◆ Task goal ◆
Reproduce nothing but the closing run of lines: the line with "shingle siding with a marker in this photo?" and each line that follows it to the end of the data.

(Dataset rows on where objects appear)
+++++

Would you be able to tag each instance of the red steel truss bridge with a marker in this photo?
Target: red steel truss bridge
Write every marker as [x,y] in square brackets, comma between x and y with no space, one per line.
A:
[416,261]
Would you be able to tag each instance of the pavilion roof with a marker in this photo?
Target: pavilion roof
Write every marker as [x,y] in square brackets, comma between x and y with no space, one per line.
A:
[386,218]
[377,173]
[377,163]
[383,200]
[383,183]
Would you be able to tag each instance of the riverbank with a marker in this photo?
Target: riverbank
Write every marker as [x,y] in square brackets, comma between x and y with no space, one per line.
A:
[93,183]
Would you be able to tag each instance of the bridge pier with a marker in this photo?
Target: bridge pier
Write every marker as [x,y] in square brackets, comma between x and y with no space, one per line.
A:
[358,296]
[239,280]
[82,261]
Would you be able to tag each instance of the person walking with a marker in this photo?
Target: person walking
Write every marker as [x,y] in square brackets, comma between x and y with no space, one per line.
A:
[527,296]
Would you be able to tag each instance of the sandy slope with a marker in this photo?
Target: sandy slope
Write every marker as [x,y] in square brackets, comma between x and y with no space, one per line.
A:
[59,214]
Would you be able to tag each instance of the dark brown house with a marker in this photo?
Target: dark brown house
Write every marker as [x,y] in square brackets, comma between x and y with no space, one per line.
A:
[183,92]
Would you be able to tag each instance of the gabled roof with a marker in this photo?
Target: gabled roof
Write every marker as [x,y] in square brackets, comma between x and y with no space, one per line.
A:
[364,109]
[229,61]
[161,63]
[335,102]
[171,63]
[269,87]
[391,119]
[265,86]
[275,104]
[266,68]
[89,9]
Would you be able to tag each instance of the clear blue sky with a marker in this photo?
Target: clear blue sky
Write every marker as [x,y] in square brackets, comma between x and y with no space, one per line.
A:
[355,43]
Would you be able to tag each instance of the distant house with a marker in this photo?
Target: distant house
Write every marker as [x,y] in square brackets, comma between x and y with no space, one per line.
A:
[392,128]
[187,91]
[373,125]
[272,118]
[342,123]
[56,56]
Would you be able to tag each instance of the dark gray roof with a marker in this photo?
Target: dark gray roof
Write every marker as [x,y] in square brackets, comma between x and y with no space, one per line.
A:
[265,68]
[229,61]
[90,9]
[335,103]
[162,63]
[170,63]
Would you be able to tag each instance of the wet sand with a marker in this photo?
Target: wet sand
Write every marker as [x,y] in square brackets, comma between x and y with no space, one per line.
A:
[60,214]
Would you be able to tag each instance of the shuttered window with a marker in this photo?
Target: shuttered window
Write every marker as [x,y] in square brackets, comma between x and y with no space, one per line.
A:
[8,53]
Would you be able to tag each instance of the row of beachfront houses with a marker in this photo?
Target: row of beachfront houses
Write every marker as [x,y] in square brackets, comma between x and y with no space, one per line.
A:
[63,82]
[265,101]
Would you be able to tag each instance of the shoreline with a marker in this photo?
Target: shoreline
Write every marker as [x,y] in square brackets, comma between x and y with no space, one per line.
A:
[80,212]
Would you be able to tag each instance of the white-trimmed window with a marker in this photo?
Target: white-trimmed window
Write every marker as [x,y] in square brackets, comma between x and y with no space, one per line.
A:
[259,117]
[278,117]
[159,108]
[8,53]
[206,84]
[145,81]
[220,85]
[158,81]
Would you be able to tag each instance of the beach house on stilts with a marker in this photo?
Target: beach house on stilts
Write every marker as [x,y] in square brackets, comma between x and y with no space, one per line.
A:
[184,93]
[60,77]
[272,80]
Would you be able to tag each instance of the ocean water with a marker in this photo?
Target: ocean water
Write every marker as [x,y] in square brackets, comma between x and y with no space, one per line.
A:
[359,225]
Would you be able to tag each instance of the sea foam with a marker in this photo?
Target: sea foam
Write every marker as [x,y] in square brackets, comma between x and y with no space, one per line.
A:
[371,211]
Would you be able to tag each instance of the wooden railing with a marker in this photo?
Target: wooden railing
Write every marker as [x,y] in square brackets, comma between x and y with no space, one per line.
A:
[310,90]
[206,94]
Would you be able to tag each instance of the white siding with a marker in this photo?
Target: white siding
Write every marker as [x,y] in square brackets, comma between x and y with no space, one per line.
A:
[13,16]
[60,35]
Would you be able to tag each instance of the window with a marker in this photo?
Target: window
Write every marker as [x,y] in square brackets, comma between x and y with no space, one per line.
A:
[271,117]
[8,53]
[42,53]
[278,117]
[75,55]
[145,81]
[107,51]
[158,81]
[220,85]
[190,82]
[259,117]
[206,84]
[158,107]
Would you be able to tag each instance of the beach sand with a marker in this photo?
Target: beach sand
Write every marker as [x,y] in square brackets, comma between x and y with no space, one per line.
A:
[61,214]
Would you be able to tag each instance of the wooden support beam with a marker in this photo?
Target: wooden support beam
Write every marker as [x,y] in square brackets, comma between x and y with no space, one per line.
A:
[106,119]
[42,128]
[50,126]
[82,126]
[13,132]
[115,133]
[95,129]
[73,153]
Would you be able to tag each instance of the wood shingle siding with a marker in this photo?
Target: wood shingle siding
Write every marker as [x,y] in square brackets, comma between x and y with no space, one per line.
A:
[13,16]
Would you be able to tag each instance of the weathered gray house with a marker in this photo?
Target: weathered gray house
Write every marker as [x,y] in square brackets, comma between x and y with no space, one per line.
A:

+++++

◆ Correct response ◆
Would you be able to tag each instance of the wood shingle siding with a marker in this photo?
Target: wood shingle siding
Write every marker as [x,y] in square brackets, comma between x and y with no space, one per line.
A:
[13,16]
Would you be able to tag each instance of the weathered gray house with a marker in this photo?
Target: weathered gray house
Write every marker as [x,y] in square brackets, comma between x and y with no space, one per line.
A:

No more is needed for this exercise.